> **Data to use**

-*-*-

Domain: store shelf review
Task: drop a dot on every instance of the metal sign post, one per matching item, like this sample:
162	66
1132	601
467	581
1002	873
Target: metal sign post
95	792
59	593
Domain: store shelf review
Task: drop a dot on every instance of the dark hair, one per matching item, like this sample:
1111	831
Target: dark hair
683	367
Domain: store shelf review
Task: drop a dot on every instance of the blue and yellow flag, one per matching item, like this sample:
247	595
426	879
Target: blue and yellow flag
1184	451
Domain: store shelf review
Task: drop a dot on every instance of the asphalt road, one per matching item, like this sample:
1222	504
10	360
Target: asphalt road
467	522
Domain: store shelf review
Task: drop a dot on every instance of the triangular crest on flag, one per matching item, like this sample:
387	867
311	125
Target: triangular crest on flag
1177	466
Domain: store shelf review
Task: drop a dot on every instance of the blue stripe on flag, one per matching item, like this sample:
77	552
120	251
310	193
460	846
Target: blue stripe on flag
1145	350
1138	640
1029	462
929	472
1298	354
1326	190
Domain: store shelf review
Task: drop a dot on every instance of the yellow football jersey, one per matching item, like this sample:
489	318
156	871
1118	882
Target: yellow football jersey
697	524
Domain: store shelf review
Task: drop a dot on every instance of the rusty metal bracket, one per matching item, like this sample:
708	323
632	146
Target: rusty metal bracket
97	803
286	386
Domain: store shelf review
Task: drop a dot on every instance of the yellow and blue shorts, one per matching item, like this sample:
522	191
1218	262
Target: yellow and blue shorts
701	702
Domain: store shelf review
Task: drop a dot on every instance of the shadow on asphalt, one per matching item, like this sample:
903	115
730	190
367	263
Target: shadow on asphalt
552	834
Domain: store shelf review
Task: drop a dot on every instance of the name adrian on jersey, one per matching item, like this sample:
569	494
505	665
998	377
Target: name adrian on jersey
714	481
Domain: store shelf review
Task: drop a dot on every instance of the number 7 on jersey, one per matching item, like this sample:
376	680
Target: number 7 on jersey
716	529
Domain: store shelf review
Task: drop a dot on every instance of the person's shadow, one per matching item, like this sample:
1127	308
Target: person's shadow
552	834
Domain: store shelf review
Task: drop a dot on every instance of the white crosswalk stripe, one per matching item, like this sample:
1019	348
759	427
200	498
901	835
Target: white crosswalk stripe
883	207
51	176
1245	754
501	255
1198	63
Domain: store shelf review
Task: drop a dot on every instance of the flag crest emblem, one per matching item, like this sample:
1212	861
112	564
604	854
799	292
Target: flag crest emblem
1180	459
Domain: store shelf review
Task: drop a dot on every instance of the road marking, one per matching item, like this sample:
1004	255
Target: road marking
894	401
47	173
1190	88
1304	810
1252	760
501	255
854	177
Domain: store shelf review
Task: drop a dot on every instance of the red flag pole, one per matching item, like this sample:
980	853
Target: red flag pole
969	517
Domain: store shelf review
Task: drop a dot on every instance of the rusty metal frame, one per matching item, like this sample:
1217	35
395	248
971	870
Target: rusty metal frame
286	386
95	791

-*-*-

> **Exercise description**
Quote all the records exactly, please, leaving none out.

> **Response below**
Domain: store shelf review
Task: drop a dot on every instance of the metal sign post, one per matching item, like this sample:
162	66
1132	601
467	581
1002	873
Target: metal sign post
95	792
59	593
Domain: store shelf review
Task: drop a dot on every instance of the dark hair, one per matching item, like this sample:
1111	831
Target: dark hair
683	367
Domain: store shelf review
Task: drop a dot on every instance of the blue and yellow flag, one per matching item, like this sample:
247	595
426	879
Target: blue and yellow flag
1184	451
Domain: store shelf review
Task: drop a dot on every instance of the asphalt road, one per matching item, like this sample:
1222	504
10	360
Target: asphalt road
467	522
Domain: store shelf review
Task: drop a dot on every instance of the triangular crest on flag, one per matching item, like this sample:
387	867
311	125
Target: triangular crest on flag
1177	466
Domain: store shelf review
Task: drop a dot on every instance of the blue stripe on flag, one per matching item, like this sample:
77	552
120	251
310	193
460	846
Target: blue stripe on flag
1145	350
1138	640
1029	462
929	472
1298	354
1326	190
Domain: store shelf review
Task: drop a dot on every instance of the yellow football jersey, one per matching item, like this sample:
489	318
156	871
1118	882
Target: yellow football jersey
697	524
Domain: store shelf review
Task: drop a dot on every instance of the rusty metal bracket, one per matching item, like this sample:
708	323
632	146
Target: rusty metal bracket
97	803
286	386
Domain: store shelf review
Task: drop a dot on every instance of the yellow and blue shorts, one per matching item, like this sample:
522	191
1218	262
Target: yellow and blue shorts
701	702
Domain: store shelf review
Task: drop a dot on every instance of the shadow on asphalt, one per matching item, like this sample:
903	115
730	190
367	263
Target: shadow on asphalt
552	834
Domain: store shelf review
Task: drop a dot on every instance of the name adrian on jersey, one per matching item, like this sample:
569	494
505	665
998	377
Target: name adrian on jersey
714	481
Domain: store shelf review
Task: drop a dot on every instance of the number 7 on jersey, one per matching item, like this sample:
376	680
Target: number 7 on jersey
716	529
Domain: store shelf review
Task: drop a dot on every instance of the person's shadow, one per matching item, like this sample:
1127	308
Target: person's shadow
552	834
Domain: store shelf review
Task: drop a dot on every instance of the white crosswalk stripe, one per matching item, like this sample:
1019	348
759	427
200	498
901	835
Target: white crosswalk stripe
883	207
51	176
1245	754
501	255
1198	63
Domain: store shelf review
Task: drop a dot on every instance of the flag crest emblem, one per matching item, like this sample:
1212	861
112	564
604	854
799	292
Target: flag crest emblem
1180	459
Domain: store shelf review
Task: drop a dot on every instance of the road marking, one per matching item, like this sample:
1004	255
Target: road marking
894	401
47	173
1190	88
1304	810
1252	760
501	255
854	177
Domain: store shelf review
Task: drop a dot on every instance of the red flag pole, one per matching item, like this sample:
980	853
Target: red flag pole
969	517
Domain: store shelf review
Task: drop a dot on every instance of the rusty metal frame, one per matching item, like this sample:
1217	35
395	248
971	870
Target: rusty metal frame
286	386
95	791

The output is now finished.